BEGIN

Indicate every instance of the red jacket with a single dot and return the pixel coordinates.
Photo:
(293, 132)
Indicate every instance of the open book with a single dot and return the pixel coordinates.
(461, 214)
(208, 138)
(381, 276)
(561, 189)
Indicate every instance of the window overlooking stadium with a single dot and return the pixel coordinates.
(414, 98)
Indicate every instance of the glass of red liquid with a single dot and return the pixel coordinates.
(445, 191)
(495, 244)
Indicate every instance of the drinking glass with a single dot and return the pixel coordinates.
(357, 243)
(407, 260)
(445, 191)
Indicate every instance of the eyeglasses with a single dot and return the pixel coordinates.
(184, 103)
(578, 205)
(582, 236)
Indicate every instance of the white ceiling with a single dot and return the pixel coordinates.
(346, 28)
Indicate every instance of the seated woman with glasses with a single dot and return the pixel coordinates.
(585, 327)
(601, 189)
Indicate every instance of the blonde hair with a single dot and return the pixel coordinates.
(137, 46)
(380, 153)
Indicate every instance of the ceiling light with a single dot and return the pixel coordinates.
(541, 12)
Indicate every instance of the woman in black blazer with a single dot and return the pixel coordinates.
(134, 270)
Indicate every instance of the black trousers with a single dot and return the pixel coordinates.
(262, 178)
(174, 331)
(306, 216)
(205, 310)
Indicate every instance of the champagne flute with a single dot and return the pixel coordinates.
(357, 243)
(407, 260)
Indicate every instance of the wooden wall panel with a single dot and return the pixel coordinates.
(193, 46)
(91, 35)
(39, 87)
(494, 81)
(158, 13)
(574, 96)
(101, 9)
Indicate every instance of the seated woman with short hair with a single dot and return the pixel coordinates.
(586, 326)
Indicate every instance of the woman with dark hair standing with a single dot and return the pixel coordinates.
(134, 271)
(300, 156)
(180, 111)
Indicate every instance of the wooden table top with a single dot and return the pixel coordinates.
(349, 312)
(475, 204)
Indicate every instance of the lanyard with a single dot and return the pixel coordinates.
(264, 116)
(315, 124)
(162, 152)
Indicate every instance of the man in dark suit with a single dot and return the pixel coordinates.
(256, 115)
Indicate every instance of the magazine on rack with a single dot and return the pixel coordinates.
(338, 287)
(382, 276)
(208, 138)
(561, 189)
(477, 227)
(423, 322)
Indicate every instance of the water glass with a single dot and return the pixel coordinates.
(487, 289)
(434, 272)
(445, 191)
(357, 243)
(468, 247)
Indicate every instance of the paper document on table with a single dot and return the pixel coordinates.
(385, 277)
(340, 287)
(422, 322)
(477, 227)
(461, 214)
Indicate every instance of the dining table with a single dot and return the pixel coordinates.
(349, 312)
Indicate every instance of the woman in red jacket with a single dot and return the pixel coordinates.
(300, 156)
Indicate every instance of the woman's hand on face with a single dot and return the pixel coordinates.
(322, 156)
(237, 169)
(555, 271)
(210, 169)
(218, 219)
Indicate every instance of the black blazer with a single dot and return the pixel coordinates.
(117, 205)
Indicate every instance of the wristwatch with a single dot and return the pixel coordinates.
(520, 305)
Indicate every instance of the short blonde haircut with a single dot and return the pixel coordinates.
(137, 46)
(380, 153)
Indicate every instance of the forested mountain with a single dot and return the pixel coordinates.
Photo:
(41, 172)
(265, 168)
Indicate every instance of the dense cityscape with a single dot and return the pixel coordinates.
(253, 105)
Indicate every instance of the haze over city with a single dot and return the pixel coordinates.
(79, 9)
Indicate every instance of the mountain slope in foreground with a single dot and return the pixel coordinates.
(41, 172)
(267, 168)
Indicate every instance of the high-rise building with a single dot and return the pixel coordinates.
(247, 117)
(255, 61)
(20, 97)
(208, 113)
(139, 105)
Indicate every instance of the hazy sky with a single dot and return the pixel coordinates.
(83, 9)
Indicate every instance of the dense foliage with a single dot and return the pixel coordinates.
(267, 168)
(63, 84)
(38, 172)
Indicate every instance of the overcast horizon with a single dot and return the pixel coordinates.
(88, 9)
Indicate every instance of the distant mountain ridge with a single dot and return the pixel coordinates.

END

● **PROBLEM TO SOLVE**
Nothing in the listing should change; repeat it in full.

● **TASK RESPONSE**
Indicate every instance of the red jacket with a single dot and return the pixel coordinates.
Photo:
(293, 132)
Indicate every instance of the open book with a single dot and return the pixel coordinates.
(461, 214)
(208, 138)
(381, 276)
(561, 189)
Indicate every instance of the window overlooking stadium with a single dot and return the pixel coordinates.
(414, 98)
Indicate every instance of the glass of red liquid with a single dot and return the pixel coordinates.
(445, 191)
(495, 244)
Indicate every instance of the drinking glass with a single dot and return the pixel coordinates.
(357, 243)
(407, 260)
(445, 191)
Indicate every instance of the eyeglasses with a single dot and return the pixel coordinates.
(184, 103)
(578, 205)
(582, 236)
Indicate every instance of the white ceiling with a single dot and return the pixel coordinates.
(346, 28)
Indicate every instance of the seated woman with glasses with a single dot and return the pixel coordinates.
(585, 327)
(601, 189)
Indicate every instance of the blonde hair with a single dot and return the pixel coordinates.
(137, 46)
(380, 153)
Indicate every instance of the ceiling light with a single dot and return the pixel coordinates.
(541, 12)
Indicate every instance of the woman in black blazer with a single dot and return the pixel coordinates.
(134, 270)
Indicate every instance of the black trousers with a single dot and return the pixel coordinates.
(262, 178)
(174, 331)
(306, 216)
(205, 310)
Indicate every instance of the champagne flute with a single dot and return the pixel coordinates.
(357, 243)
(407, 260)
Indicate every instance of the wooden wall panel with a single dot and return the pixel coordinates.
(193, 46)
(91, 35)
(39, 87)
(494, 81)
(158, 13)
(574, 96)
(101, 9)
Indicate every instance of the seated woman with short hair with a single dot and return the pixel coordinates.
(586, 326)
Indicate every instance of the woman with dark hair standing with a single dot and return the pixel coordinates.
(134, 271)
(300, 156)
(180, 111)
Indicate every instance of the wooden table top with a single dot and return the pixel coordinates.
(349, 312)
(475, 204)
Indicate every instance of the lanyard with a single dot and return the pixel coordinates.
(264, 116)
(315, 124)
(162, 152)
Indicate every instance of the man in dark suit with a single dot and return the pixel coordinates.
(256, 115)
Indicate every instance of the magazine on rack with a single dot and return the pixel coordinates.
(338, 287)
(382, 276)
(208, 138)
(561, 189)
(477, 227)
(423, 322)
Indicate every instance of the water glass with a single dot and return the pixel coordinates.
(487, 289)
(434, 272)
(445, 191)
(357, 243)
(468, 247)
Indicate every instance of the paper document on table with a single dot and return the pixel coordinates.
(385, 277)
(340, 287)
(422, 322)
(477, 227)
(461, 214)
Indicate every instance of the dining table with a single dot and return the pixel coordinates.
(349, 312)
Indicate every instance of the woman in red jacket with a single dot and return the pixel coordinates.
(300, 156)
Indicate every instance of the woman's hand on face with a single dot and return the pixel coordinates.
(322, 156)
(237, 169)
(555, 271)
(210, 169)
(218, 219)
Indicate every instance of the black blazer with a single dot and return the pixel coordinates.
(117, 205)
Indicate every instance of the wristwatch with a single dot and return the pixel coordinates.
(520, 305)
Indicate every instance of the short blonde haircut with a single dot and return the pixel coordinates.
(137, 46)
(380, 153)
Indicate every instance of the forested mountain with a single dot and return the pixel coordinates.
Photo:
(41, 172)
(265, 168)
Indicate every instance of the dense cityscape with a single dot and return the pixel coordinates.
(253, 105)
Indicate every instance of the haze over city with a single dot and return the pixel coordinates.
(79, 9)
Indicate every instance of the mountain slope in foreground with a single dot and return the pixel coordinates.
(41, 172)
(267, 168)
Indicate every instance of the high-rise building with a single dot and return the pixel coordinates.
(247, 117)
(255, 61)
(20, 97)
(208, 113)
(139, 105)
Indicate every instance of the hazy sky with a single dot and return the pixel coordinates.
(83, 9)
Indicate every instance of the dense foliage with a single dot and return the pixel coordinates.
(267, 168)
(63, 84)
(38, 172)
Indicate every instance of the overcast horizon with a single dot and return the pixel coordinates.
(88, 9)
Indicate every instance of the distant mountain ridge with a single dot and return the pixel coordinates.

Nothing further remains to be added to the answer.